## Information provided
•••••

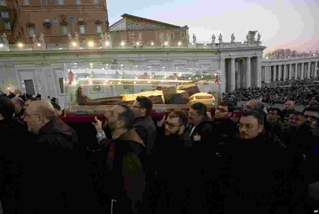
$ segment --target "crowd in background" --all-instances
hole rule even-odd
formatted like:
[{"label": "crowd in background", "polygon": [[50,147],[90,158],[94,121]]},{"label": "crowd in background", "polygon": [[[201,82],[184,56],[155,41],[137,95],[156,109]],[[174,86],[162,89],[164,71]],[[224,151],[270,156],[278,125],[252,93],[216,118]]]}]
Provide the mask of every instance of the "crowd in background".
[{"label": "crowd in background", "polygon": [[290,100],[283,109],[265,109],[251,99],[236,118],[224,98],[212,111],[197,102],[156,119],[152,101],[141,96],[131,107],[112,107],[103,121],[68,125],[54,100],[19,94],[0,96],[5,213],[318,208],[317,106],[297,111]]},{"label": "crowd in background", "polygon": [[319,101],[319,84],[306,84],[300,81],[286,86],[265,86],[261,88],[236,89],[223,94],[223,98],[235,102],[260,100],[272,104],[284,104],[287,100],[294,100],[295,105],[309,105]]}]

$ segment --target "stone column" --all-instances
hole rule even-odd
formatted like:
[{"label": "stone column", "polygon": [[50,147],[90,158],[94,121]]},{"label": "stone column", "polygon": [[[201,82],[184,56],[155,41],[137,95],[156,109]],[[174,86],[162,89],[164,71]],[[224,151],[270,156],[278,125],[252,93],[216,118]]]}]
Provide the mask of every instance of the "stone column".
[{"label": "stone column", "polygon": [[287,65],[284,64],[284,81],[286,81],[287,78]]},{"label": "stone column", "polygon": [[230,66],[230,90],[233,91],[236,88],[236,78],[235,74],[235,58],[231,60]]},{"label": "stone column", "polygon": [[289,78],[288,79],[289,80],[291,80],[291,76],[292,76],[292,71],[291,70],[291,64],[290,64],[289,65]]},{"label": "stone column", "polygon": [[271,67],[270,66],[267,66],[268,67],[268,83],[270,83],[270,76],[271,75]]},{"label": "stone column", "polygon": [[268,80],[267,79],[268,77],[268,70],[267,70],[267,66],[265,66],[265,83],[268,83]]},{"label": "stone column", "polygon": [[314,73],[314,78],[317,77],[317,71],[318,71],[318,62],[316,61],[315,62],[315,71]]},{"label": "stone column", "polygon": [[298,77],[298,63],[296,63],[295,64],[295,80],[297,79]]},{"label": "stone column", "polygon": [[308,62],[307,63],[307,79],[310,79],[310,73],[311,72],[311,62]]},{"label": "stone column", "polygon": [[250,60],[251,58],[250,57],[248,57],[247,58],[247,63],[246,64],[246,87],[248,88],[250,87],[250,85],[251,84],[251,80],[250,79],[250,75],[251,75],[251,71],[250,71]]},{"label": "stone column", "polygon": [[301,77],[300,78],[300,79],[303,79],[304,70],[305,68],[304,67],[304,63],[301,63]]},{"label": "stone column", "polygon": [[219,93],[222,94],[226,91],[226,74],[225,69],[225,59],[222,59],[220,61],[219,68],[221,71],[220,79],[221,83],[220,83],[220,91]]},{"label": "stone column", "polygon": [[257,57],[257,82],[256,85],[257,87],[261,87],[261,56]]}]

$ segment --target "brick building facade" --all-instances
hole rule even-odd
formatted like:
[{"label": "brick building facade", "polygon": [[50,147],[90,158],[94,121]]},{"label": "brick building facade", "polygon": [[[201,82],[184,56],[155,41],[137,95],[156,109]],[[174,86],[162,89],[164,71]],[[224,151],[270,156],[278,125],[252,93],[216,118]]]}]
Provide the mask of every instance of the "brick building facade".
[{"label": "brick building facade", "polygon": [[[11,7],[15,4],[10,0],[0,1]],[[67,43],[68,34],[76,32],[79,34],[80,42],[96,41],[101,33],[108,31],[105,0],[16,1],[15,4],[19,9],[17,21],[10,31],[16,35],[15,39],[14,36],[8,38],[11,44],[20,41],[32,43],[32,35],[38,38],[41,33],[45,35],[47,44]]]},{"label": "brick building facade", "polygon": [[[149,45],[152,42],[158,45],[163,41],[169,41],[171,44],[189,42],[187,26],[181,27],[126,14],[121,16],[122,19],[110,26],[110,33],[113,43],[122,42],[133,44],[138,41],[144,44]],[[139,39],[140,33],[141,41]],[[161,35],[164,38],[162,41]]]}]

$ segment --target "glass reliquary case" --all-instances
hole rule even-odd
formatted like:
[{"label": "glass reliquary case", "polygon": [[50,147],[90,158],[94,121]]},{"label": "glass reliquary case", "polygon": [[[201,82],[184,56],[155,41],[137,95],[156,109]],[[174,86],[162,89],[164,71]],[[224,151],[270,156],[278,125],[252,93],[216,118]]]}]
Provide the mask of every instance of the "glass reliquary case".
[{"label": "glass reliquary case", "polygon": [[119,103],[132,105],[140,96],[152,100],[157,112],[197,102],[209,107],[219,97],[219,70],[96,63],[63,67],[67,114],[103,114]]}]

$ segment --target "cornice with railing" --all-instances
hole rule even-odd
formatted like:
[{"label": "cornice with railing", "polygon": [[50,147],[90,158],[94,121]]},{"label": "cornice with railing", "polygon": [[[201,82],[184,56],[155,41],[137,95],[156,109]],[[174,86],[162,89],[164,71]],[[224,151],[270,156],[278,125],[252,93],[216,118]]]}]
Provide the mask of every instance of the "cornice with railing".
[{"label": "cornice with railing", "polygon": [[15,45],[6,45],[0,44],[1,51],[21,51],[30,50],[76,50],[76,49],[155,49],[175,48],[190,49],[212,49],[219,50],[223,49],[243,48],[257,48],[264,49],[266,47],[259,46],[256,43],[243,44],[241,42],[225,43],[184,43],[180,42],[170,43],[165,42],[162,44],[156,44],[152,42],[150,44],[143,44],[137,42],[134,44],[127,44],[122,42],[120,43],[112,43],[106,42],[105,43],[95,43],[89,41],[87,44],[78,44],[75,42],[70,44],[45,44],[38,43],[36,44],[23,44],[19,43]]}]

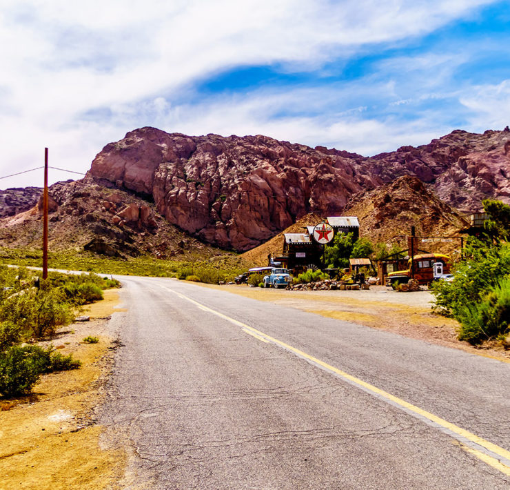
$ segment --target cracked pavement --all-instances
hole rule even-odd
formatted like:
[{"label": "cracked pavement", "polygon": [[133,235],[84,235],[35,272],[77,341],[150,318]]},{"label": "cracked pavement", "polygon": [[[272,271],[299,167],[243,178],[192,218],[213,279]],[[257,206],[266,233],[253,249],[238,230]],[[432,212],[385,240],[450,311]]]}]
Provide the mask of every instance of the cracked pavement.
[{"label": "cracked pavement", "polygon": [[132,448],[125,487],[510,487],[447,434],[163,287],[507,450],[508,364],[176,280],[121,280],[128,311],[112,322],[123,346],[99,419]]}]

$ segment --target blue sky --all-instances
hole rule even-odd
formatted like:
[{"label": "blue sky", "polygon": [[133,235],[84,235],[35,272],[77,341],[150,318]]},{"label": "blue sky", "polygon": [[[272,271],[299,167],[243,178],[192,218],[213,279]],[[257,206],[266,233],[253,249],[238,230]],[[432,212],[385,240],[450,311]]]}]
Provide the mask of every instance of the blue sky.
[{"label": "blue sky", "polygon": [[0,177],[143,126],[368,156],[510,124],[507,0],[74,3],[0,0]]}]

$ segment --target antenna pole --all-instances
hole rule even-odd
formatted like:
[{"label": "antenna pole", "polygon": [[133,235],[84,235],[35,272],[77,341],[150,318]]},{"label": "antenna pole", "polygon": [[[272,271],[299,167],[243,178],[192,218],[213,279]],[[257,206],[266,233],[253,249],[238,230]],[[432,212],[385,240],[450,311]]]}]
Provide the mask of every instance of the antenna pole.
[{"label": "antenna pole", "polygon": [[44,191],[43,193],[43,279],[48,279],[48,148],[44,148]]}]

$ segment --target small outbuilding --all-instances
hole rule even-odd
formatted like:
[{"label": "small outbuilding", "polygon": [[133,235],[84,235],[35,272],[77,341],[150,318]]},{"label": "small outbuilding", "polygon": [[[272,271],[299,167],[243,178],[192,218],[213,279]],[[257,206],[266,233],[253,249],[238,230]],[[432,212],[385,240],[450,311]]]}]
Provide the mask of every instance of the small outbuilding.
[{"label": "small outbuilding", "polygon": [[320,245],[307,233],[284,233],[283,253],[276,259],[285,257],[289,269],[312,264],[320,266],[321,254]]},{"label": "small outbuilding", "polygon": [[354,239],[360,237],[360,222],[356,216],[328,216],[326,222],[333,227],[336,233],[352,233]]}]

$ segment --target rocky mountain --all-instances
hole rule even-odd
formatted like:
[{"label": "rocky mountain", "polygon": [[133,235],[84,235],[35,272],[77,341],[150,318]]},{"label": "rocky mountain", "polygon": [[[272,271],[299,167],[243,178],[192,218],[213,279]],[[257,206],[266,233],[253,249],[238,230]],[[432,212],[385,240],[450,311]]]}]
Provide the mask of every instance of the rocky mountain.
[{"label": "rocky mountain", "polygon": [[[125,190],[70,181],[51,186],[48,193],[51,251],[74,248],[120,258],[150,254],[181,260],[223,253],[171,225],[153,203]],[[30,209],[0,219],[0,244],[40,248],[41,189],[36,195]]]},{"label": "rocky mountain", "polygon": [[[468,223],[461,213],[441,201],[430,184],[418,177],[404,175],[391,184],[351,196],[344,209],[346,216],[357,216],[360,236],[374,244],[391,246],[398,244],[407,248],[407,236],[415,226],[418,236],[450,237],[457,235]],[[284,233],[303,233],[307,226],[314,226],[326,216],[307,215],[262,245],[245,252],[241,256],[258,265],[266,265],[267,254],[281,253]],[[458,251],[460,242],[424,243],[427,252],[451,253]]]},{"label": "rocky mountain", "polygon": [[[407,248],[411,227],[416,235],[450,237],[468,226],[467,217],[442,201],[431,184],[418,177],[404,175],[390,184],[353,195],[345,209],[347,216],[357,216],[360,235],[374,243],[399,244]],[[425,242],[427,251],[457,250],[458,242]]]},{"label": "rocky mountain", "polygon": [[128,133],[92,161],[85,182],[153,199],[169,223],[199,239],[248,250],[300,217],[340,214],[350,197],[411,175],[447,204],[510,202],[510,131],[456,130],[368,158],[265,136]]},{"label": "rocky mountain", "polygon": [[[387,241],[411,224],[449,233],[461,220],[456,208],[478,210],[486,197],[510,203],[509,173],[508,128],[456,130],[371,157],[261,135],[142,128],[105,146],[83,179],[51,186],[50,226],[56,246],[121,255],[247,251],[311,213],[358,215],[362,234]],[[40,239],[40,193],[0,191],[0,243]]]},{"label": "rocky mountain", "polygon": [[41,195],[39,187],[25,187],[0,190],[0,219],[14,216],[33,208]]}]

•••••

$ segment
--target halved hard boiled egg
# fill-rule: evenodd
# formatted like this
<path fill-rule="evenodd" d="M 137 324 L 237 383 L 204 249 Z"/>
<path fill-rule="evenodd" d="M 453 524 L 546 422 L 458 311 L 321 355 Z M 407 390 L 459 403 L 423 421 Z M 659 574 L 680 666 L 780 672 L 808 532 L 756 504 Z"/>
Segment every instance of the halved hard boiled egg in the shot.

•••••

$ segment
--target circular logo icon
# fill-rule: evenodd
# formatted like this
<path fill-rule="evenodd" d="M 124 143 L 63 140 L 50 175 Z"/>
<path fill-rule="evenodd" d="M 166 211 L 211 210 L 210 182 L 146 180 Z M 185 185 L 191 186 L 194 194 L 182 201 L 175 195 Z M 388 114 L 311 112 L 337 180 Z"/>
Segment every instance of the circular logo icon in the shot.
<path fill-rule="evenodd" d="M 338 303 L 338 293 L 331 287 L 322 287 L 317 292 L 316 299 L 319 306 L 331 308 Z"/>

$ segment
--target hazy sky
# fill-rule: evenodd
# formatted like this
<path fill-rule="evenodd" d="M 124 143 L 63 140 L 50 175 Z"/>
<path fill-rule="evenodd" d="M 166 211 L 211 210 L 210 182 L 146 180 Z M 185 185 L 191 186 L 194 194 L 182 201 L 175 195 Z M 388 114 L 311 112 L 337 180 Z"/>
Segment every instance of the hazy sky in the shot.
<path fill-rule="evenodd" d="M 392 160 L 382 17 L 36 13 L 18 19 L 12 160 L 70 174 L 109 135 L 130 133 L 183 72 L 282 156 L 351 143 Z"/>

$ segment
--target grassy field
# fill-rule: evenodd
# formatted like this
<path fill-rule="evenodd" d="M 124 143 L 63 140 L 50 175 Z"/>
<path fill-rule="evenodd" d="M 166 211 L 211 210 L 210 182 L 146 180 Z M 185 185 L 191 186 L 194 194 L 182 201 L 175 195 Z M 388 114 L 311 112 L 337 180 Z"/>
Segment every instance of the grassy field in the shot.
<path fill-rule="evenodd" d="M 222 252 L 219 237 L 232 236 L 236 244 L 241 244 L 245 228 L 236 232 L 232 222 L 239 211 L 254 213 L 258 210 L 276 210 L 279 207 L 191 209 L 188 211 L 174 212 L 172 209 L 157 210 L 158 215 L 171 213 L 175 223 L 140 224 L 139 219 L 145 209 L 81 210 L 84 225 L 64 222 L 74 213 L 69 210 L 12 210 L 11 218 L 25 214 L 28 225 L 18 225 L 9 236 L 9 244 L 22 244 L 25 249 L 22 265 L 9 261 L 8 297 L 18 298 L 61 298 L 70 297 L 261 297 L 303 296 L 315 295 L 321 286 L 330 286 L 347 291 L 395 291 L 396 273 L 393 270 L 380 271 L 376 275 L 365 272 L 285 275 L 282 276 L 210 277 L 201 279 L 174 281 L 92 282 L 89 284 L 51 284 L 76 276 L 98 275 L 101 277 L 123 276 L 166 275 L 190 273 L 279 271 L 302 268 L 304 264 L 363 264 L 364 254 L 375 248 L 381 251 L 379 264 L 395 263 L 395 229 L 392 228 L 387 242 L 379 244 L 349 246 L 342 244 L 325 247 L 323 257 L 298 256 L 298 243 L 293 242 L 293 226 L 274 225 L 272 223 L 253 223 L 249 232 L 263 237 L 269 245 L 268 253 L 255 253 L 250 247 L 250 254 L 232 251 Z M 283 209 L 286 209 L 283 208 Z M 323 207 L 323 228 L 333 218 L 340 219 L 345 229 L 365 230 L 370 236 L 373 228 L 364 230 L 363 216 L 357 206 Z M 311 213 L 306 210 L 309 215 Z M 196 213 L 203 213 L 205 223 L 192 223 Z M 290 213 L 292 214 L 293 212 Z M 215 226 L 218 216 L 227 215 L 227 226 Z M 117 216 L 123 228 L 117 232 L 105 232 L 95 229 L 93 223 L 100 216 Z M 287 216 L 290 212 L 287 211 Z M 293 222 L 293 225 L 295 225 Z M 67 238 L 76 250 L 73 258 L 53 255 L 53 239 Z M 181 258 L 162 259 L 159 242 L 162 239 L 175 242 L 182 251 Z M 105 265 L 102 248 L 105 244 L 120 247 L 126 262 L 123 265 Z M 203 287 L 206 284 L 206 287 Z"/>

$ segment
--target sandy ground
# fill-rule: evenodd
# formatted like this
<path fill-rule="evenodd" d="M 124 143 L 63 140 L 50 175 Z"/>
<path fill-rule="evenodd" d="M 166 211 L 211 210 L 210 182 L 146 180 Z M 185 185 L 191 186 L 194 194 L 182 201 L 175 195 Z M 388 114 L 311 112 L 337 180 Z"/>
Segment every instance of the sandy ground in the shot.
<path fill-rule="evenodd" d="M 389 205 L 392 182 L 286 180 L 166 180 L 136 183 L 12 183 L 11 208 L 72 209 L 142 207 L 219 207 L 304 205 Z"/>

•••••

Pick out every line above that contains the word "circular" and copy each one in full.

## Solution to this exercise
--target circular logo icon
Segment every instance of the circular logo icon in the shot.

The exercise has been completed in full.